What you should do
Please return only the lines from the one holding "Tag the bar stool" through the one holding "Tag the sofa cushion", exactly as they appear in the records below, both ends included.

(Items from a dataset)

[Start of section]

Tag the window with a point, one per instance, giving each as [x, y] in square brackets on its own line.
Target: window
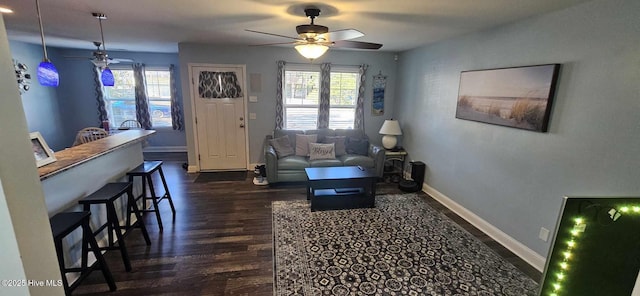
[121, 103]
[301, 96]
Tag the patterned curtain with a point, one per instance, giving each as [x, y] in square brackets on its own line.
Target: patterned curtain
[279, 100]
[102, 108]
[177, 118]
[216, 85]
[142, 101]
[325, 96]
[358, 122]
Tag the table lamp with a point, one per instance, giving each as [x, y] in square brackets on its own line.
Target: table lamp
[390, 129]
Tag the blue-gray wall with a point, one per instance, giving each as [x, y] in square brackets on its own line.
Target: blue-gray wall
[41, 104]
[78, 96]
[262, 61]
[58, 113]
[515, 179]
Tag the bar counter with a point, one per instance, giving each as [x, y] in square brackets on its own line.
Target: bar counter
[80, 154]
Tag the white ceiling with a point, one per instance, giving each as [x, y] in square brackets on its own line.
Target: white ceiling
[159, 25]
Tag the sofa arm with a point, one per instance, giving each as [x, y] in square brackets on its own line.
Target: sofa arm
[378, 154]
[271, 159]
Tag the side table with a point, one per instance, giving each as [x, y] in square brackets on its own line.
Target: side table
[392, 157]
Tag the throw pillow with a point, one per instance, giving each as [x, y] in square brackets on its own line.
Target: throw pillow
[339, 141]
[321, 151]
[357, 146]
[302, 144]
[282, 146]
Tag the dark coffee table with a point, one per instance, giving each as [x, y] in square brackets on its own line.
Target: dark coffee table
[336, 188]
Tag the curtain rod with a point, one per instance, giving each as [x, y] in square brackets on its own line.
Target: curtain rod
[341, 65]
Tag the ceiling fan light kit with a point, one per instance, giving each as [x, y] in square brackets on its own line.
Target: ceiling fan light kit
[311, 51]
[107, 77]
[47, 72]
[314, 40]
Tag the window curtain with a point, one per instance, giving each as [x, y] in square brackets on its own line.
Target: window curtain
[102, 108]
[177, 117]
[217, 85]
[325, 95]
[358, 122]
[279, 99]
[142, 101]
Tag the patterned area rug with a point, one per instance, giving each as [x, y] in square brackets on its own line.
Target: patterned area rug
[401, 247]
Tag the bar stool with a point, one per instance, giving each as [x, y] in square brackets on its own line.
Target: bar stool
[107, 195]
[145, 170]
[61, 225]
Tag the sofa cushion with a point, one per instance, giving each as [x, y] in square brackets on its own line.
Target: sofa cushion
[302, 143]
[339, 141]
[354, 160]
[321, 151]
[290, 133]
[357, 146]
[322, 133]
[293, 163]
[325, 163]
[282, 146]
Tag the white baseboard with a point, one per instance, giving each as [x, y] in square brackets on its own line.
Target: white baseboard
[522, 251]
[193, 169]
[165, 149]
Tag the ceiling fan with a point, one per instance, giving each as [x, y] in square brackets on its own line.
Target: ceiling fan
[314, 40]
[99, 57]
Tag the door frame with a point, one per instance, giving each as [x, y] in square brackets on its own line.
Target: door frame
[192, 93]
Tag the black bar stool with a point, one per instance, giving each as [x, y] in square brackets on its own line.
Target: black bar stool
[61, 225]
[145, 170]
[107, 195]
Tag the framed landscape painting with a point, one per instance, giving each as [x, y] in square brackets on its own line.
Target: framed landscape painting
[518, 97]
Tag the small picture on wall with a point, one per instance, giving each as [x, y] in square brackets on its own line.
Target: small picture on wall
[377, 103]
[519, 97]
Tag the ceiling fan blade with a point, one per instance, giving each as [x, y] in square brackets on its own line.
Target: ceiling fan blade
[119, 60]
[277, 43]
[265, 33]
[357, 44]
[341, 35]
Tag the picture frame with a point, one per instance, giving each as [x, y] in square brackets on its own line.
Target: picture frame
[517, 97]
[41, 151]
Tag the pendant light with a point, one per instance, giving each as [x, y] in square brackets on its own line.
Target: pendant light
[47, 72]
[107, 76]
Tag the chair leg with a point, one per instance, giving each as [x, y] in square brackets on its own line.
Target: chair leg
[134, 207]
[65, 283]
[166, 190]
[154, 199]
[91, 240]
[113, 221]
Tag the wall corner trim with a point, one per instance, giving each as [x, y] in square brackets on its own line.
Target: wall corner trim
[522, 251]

[End of section]

Exercise answer
Tag the bar stool with a point, one per instance, giving each as [x, y] in square brackets on its own line.
Target: bar stool
[107, 195]
[145, 170]
[61, 225]
Tag the sofa cushion with a point, one per instance, giving each as [x, y] in square brackets on its own line.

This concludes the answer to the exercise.